▸ Quellenauszug
━━━━━━━━━━━━━━━━

Der Sudan erlebt die größten Demonstrationen seit 1995, das Regime von Omar al-Baschir kämpft ums Überleben. Jubel über eine Revolution erscheint allerdings verfrüht.

Seit dem 17. Juni haben in der sudanesischen Hauptstadt jeden Tag Proteste stattgefunden, ausgehend vom Campus der Universität Khartum und verteilt auf mehrere Stadteile. Die Zahl der Teilnehmer ist noch auf einige Hundert begrenzt, aber die Bewegung hat an Schwung gewonnen. Bestand sie bislang vor allem aus Studenten, so haben sich mittlerweile auch »einfache« Menschen in mehreren Städten angeschlossen. Die »Sicherheitskräfte« reagieren brutal.

━━━━━━━━━━━━━━━━

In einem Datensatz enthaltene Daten
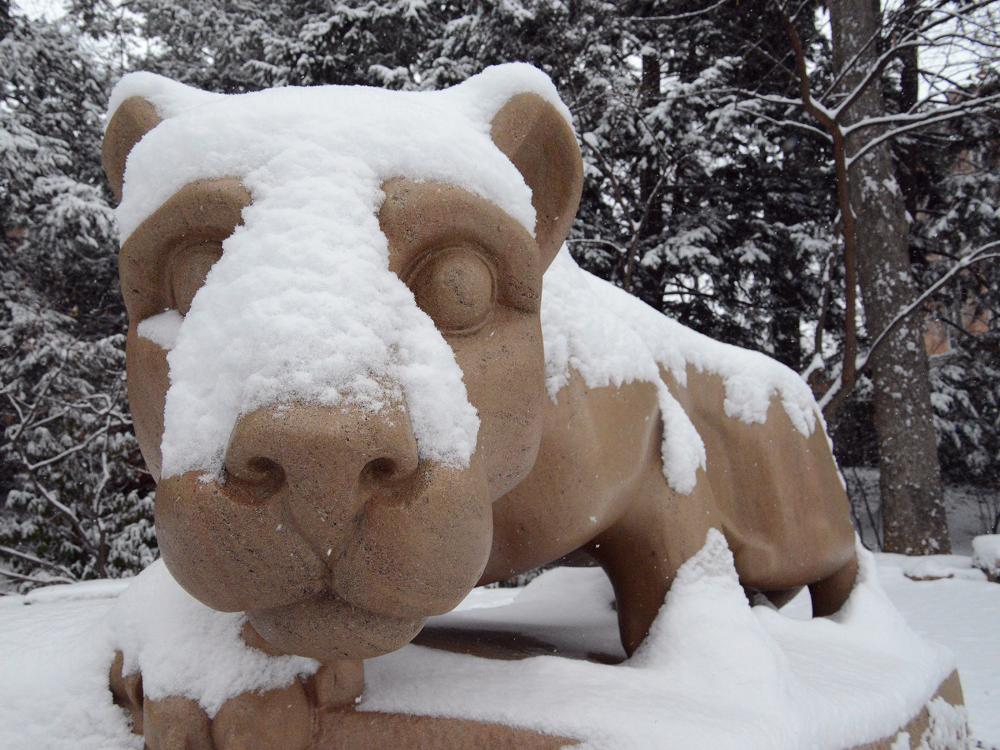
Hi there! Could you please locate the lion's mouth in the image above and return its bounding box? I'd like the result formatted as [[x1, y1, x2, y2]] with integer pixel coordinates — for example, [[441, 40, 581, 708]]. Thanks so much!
[[248, 591, 424, 661]]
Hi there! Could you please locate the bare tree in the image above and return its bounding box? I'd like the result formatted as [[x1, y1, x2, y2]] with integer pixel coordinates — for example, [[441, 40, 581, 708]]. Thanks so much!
[[762, 0, 1000, 554]]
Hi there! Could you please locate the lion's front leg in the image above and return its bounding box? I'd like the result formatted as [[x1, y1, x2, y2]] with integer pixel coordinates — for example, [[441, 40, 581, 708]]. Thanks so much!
[[110, 652, 364, 750]]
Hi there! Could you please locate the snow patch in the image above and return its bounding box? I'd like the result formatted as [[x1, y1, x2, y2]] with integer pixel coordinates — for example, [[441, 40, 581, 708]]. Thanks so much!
[[136, 310, 184, 351], [0, 548, 1000, 750], [542, 247, 822, 494], [110, 560, 319, 717], [110, 64, 570, 477], [972, 534, 1000, 581]]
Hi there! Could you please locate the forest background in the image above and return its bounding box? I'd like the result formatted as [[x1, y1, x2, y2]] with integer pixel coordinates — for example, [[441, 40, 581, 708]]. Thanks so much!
[[0, 0, 1000, 591]]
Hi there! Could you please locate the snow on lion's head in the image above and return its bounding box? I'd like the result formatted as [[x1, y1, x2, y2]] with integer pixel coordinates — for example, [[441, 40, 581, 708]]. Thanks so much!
[[104, 65, 582, 659]]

━━━━━━━━━━━━━━━━

▸ Aufgaben
(1) Wo nahmen die täglichen Proteste laut dem Quellenauszug über den Sudan ihren Anfang?
(2) Schreib den Quellenauszug über die Proteste im Sudan nach seinem letzten Satz weiter.
Die Daten haben einen anderen Ursprung als der Text.

▸ Lösungen im Einzelnen
(1) Auf dem Campus der Universität Khartum.

(2)
Auslöser ist die Finanzkrise des Staates nach dem unerwarteten Wegfall der Öleinnahmen aus dem Südsudan. Die Preise für Grundnahrungsmittel sind in den letzten Monaten explodiert und die geplante Streichung von Subventionen für Benzin wird die Bevölkerung noch härter treffen. Sudan und Südsudan befinden sich de facto im Krieg miteinander, während die Rebellionen in Darfur, den Nubabergen und im Bundesstaat Blue Nile immer mehr Opfer fordern.

 

Heiße Regenzeit statt Frühling

 

Volksaufstände haben im Sudan eine stolze Tradition. Bereits 1964 und 1985 bewirkten Massenproteste den Sturz von Militärdiktaturen, lange vor der »Jasmin-Revolution« in Tunesien, die westliche Medien daher zu Unrecht als historische Premiere im arabischen Raum bezeichnen. Ironischerweise werden die sudanesischen Konflikte sonst meist zu dem Klischee »Araber vs. Afrikaner« verzerrt, doch in dieser Hinsicht scheinen die Sudanesen nicht als Araber zu zählen.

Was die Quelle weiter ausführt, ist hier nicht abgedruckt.